## Your goal
Word for word, copy the records that follow.

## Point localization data
= = =

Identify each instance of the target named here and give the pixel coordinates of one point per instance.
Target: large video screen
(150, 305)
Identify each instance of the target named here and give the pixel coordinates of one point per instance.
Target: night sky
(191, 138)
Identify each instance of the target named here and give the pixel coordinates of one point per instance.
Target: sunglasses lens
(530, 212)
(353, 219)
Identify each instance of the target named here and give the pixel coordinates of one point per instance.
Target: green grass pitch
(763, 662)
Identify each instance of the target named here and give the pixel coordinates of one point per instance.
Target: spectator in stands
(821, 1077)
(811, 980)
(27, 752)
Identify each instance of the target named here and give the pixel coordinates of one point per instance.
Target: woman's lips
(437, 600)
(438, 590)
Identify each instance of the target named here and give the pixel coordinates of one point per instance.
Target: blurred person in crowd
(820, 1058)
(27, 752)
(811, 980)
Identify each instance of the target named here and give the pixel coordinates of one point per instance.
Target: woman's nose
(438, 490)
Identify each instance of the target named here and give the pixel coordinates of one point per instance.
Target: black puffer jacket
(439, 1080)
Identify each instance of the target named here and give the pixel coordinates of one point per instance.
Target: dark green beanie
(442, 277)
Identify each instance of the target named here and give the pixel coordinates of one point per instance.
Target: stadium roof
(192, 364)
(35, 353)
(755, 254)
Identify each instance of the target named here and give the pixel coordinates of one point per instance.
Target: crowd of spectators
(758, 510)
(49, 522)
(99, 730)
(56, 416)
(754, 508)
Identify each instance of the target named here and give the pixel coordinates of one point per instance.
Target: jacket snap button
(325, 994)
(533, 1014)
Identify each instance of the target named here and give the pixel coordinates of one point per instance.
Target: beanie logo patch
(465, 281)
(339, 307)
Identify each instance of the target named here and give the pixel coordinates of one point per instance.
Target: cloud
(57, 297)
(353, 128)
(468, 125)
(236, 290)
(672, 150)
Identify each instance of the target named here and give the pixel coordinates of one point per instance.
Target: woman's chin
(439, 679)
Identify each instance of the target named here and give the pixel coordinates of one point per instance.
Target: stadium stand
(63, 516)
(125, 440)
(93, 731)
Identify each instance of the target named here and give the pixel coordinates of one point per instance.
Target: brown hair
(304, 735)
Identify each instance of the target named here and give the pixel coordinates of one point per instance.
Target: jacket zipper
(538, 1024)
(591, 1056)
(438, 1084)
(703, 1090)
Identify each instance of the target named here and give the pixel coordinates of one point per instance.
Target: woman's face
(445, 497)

= = =

## Exercise result
Identify each instance of the target named here and give the pixel coordinates of one point per instance.
Target: large video screen
(150, 305)
Identify each instance of the target named here and give the pixel coordinates of one point per instance.
Target: night sky
(191, 138)
Identify each instance of the target named here and give the pixel coordinates of one point per instance.
Target: sunglasses lens
(530, 212)
(353, 219)
Identify each instance of the target named here and give the pixel coordinates of one point per instance.
Target: green grass pitch
(763, 662)
Identify each instance of the target named here and give the pixel coordinates of one point per instance.
Target: spectator in stands
(821, 1077)
(811, 980)
(27, 752)
Identify each instance of the target named here and give the pixel coordinates of one point per instance.
Target: woman's lips
(437, 600)
(438, 590)
Identify each instance of the target named here and give the pixel coordinates of one point per instance.
Target: blurred person in crowd
(820, 1058)
(27, 752)
(811, 980)
Identify each instance of the target named here and give the pixel coordinates of one point per instance.
Target: woman's nose
(438, 490)
Identify each instance of the target named here and give the pixel coordinates of one point per instance.
Target: black puffer jacket
(439, 1080)
Identify each instance of the target named here and give the pixel coordinates of one point per instance.
Target: dark green beanie
(442, 277)
Identify each instance of the target named here and give the pixel coordinates of one point per instance.
Target: stadium roof
(192, 364)
(35, 353)
(755, 254)
Identify each instance of the target named here and give the pixel coordinates of one point per instance.
Target: crowd of spectators
(758, 510)
(49, 522)
(99, 730)
(56, 416)
(754, 508)
Identify each instance of the target named here and give the pixel coordinates of one point per instance.
Target: jacket snap button
(325, 994)
(533, 1014)
Identify each instance of the target named here and give the pixel coordinates of one point per instance.
Target: beanie logo patch
(465, 281)
(339, 307)
Identify each instance of the target named here and give the pixel coordinates of one point per instance.
Target: cloud
(57, 297)
(353, 128)
(468, 125)
(236, 290)
(672, 150)
Identify each instance of the target named here and give the pixel coordinates of one point per instance.
Target: woman's chin
(439, 679)
Identify each instance of the target named here and give the pixel coordinates of one point per instance.
Target: stadium stand
(63, 516)
(125, 440)
(93, 731)
Identify each instance of the target named here and give the pixel coordinates of one point per instance.
Target: brown hair
(304, 735)
Identify each instance of the target named here and give the pixel coordinates of one point per instance.
Target: jacket zipper
(538, 1024)
(591, 1056)
(438, 1084)
(703, 1090)
Identify each instance of the target named here and give the pixel coordinates of one point per instance.
Target: woman's face
(445, 497)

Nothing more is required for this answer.